Exercise »
Filter the records for lines holding the string "building".

(Referring expression pointing data)
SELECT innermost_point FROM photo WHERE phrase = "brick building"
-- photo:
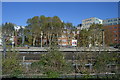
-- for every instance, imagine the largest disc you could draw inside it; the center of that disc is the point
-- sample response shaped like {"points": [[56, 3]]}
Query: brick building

Completed exercise »
SELECT innermost_point FROM photo WHERE phrase = "brick building"
Query: brick building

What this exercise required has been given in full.